Chinese Cricket Association
- Sport: Cricket
- Jurisdiction: National
- Affiliation: International Cricket Council (ICC)
- Regional affiliation: Asia
- China

= Chinese Cricket Association =

Official governing body of the sport of cricket in China

Chinese Cricket Association is the official governing body of the sport of cricket in China. Its current headquarters are at Beijing, China. The Chinese Cricket Association is China's representative in the International Cricket Council (ICC), of which it has been an affiliate member since 2004. It is also a member of the Asian Cricket Council. In 2017, it became an associate member of the ICC.

In 2006, the Chinese Cricket Association outlined its goals as:-
- 2015: Have 20,000 players and 2,000 coaches
- 2019: Qualify for the World Cup
- 2020: Gain Test status

The talent pool in China has been improving, and in the national cricket championships of 2011, 48 schools took part, 21 more than the previous year. Cricket's growing popularity was underlined by the fact when the north-eastern city of Daqing and the north-eastern province of Heilongjiang became the ninth province in China to take to cricket, although they were part of a snowy and wintry atmosphere, and playing cricket there was not easy. In 2015, the Chinese Women’s team played in Group B of the 2015 ICC Women's World Twenty20 Qualifier, however did not progress through to the 2016 ICC Women's World Twenty20.

## RECORD LIST
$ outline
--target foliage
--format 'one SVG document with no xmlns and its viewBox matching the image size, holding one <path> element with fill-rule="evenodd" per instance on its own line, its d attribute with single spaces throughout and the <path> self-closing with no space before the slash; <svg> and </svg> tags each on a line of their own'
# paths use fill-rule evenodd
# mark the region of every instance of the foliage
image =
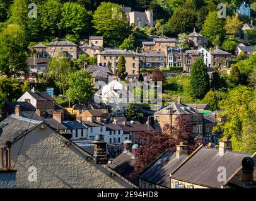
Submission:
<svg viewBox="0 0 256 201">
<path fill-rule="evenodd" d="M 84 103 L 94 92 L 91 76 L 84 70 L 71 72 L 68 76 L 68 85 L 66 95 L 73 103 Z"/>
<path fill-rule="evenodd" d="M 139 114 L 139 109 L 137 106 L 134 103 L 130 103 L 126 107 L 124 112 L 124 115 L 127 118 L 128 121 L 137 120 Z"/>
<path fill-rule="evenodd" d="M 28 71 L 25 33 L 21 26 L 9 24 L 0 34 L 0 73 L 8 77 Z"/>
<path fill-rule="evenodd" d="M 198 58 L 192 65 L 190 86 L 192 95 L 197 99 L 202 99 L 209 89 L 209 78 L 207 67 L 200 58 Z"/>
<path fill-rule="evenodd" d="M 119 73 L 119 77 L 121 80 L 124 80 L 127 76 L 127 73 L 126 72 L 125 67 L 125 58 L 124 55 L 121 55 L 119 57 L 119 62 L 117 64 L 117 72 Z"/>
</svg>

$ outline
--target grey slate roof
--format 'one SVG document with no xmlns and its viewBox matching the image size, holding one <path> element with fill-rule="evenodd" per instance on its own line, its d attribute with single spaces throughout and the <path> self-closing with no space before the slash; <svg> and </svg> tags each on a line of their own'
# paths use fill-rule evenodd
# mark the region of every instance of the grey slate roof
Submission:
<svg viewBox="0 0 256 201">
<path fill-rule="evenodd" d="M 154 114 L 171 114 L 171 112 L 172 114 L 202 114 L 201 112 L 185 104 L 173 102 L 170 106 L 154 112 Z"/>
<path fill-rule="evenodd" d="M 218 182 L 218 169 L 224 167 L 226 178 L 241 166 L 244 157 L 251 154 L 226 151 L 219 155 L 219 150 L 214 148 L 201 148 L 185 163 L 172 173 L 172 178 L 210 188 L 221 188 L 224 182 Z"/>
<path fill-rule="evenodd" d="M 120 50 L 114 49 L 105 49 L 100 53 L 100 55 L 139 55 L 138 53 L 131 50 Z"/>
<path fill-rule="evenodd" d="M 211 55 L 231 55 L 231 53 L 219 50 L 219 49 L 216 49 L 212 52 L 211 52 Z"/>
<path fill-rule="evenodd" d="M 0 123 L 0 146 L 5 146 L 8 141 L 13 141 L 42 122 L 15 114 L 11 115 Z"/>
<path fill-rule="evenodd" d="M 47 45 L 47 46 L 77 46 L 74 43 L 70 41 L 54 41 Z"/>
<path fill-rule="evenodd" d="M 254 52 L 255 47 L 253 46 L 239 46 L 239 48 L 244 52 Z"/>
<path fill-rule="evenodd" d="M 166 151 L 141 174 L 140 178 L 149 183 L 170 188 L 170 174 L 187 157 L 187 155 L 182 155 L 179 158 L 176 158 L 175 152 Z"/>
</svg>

* * *

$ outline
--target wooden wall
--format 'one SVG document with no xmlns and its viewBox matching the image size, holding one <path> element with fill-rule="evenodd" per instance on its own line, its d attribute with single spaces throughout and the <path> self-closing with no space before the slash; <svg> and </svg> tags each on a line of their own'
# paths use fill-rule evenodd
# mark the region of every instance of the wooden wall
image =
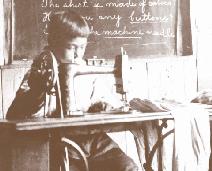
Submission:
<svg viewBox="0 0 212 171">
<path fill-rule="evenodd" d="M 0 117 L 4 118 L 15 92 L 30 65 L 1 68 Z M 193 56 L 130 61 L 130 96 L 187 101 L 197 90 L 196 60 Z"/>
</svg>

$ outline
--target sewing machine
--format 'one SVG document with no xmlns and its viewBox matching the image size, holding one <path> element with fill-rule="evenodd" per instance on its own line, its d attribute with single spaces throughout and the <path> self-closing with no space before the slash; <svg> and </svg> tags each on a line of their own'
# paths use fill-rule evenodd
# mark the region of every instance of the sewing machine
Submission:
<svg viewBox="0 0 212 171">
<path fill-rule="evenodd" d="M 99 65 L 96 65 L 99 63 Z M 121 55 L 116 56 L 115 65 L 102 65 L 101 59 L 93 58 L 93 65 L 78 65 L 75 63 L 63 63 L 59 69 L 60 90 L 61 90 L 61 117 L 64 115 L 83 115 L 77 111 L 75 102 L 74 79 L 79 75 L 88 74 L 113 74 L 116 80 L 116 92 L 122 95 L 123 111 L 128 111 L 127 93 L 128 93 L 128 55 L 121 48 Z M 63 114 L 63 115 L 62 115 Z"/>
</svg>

## PROBLEM SET
1 > Update the Chinese Cricket Association text between "In 2006, the" and "Women's World Twenty20.", inclusive, putting "player base" in place of "talent pool".
2 > Extract every line of the rows that contains the string "slate".
The Chinese Cricket Association text and the rows are unrelated material.

## EXERCISE SOLUTIONS
1 >
In 2006, the Chinese Cricket Association outlined its goals as:-
- 2015: Have 20,000 players and 2,000 coaches
- 2019: Qualify for the World Cup
- 2020: Gain Test status

The player base in China has been improving, and in the national cricket championships of 2011, 48 schools took part, 21 more than the previous year. Cricket's growing popularity was underlined by the fact when the north-eastern city of Daqing and the north-eastern province of Heilongjiang became the ninth province in China to take to cricket, although they were part of a snowy and wintry atmosphere, and playing cricket there was not easy. In 2015, the Chinese Women’s team played in Group B of the 2015 ICC Women's World Twenty20 Qualifier, however did not progress through to the 2016 ICC Women's World Twenty20.

2 >
--target grey slate roof
# mark the region of every instance of the grey slate roof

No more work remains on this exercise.